WHAT TO WORK ON: When the line containing "Query: flush mount ceiling light" appears in the entries below, begin printing there and stop after the line containing "like x=423 y=74."; print each of those lines exactly and no other line.

##### MATERIAL TO PROCESS #####

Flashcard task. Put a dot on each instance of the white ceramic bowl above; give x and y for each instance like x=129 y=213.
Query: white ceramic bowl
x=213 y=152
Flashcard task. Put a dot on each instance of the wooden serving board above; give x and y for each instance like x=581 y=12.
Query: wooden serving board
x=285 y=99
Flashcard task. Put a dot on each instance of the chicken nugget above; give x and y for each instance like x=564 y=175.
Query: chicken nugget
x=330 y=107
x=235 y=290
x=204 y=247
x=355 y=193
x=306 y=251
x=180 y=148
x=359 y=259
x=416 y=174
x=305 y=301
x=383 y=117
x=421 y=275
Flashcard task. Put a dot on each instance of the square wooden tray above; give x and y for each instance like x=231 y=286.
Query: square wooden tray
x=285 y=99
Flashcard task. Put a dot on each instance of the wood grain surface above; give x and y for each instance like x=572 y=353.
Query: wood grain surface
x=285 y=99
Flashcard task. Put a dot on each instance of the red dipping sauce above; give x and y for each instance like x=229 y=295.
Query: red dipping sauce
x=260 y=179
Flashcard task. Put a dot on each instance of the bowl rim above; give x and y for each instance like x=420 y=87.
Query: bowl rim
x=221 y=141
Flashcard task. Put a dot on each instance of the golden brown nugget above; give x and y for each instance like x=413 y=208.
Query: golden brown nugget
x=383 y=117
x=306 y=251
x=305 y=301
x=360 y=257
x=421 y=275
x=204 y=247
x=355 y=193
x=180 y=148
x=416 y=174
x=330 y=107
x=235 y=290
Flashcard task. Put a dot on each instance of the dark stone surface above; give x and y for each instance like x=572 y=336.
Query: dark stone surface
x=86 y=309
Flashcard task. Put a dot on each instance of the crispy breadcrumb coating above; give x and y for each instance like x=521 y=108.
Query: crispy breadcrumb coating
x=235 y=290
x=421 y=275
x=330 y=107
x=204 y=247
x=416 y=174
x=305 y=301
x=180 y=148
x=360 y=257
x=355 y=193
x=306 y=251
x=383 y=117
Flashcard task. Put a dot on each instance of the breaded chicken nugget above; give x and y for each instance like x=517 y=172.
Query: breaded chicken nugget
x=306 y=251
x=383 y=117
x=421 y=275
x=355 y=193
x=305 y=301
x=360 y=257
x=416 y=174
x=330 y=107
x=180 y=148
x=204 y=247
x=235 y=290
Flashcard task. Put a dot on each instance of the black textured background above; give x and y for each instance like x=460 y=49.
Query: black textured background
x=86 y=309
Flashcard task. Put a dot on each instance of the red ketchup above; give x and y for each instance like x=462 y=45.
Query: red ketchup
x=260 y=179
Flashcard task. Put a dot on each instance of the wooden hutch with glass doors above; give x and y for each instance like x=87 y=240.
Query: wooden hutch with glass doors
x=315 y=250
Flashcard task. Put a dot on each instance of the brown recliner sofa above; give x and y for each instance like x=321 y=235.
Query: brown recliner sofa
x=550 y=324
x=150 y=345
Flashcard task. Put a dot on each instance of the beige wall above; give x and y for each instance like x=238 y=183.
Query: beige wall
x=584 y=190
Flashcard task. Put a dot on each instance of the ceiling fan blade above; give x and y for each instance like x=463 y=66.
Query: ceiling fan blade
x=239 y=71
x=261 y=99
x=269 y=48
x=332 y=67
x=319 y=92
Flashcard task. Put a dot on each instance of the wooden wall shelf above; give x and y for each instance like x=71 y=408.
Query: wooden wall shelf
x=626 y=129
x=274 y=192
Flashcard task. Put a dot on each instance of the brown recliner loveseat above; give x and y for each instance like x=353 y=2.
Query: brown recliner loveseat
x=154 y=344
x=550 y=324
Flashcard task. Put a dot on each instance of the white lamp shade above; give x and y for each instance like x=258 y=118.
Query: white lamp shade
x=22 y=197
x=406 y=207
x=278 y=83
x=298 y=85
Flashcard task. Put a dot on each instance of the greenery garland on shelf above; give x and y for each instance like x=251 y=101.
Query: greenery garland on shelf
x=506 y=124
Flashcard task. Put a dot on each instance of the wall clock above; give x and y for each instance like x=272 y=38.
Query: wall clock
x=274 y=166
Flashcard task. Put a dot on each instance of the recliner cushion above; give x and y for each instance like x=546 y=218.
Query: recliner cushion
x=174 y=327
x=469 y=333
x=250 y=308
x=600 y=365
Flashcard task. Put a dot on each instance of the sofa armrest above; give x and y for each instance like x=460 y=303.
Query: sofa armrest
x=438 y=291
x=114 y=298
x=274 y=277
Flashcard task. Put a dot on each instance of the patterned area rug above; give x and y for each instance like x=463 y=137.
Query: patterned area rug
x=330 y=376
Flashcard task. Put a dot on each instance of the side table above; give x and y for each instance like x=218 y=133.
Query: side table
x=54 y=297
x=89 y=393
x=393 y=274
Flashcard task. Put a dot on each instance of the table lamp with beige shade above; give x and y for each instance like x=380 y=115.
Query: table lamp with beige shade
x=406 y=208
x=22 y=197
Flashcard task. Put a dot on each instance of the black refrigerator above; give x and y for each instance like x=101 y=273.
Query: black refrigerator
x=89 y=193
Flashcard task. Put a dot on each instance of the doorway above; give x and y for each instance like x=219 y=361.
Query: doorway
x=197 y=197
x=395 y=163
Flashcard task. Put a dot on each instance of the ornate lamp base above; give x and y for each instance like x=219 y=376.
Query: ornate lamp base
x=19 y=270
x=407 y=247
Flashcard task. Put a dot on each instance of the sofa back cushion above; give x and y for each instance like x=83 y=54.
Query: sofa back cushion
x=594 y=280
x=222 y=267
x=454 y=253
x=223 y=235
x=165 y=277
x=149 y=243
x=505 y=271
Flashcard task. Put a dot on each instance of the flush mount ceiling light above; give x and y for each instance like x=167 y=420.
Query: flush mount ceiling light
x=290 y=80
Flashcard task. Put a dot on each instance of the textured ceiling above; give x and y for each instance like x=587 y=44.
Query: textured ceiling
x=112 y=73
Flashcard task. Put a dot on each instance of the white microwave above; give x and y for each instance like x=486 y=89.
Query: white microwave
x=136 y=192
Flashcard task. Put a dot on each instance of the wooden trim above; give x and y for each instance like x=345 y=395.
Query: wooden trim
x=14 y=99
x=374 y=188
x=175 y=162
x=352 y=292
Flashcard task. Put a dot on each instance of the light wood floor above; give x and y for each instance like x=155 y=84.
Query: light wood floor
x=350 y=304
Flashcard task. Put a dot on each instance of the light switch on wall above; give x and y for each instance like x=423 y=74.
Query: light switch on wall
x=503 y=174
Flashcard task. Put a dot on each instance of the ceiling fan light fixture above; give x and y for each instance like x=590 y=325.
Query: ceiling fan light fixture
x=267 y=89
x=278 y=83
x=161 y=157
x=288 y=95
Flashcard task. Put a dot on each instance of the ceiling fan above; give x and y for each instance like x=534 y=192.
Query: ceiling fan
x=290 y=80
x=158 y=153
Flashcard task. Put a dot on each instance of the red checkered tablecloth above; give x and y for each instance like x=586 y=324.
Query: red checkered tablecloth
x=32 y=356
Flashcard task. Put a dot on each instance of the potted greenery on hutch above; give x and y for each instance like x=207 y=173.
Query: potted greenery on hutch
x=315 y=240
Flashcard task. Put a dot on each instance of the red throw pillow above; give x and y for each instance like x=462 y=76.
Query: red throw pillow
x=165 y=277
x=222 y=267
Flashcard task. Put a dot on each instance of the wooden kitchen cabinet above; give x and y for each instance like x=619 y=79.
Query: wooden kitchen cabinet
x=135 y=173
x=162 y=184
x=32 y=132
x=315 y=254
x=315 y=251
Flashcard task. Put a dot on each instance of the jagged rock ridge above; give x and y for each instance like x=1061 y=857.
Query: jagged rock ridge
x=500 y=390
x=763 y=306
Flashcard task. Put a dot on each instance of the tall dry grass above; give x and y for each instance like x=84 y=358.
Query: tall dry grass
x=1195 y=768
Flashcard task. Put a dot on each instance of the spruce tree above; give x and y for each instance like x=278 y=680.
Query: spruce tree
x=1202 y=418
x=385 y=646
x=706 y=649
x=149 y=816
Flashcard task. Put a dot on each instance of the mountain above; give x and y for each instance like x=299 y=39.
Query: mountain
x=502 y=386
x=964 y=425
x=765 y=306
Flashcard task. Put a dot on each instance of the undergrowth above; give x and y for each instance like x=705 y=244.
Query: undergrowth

#####

RESULT BELOW:
Query: flush mount ceiling light
x=290 y=80
Flashcard task. Put a dot on each instance of the textured ceiling above; give x and y for each instance like x=587 y=44.
Query: textured ceiling
x=112 y=73
Flashcard task. Put a dot on each instance of the white microwave above; give x and y for each instance like x=486 y=89.
Query: white microwave
x=136 y=192
Flashcard task. Put a dot on each instance of the wooden trim above; give x and y for each instance like x=345 y=395.
Query: wooden trim
x=14 y=99
x=374 y=188
x=175 y=162
x=352 y=292
Flashcard task. Put a dot on each instance of the light wood floor above; give x and y for each instance like x=155 y=84.
Query: light wood floor
x=350 y=304
Flashcard task. Put a dot on each instance of the light switch on wall above; give x and y for each instance like x=423 y=74.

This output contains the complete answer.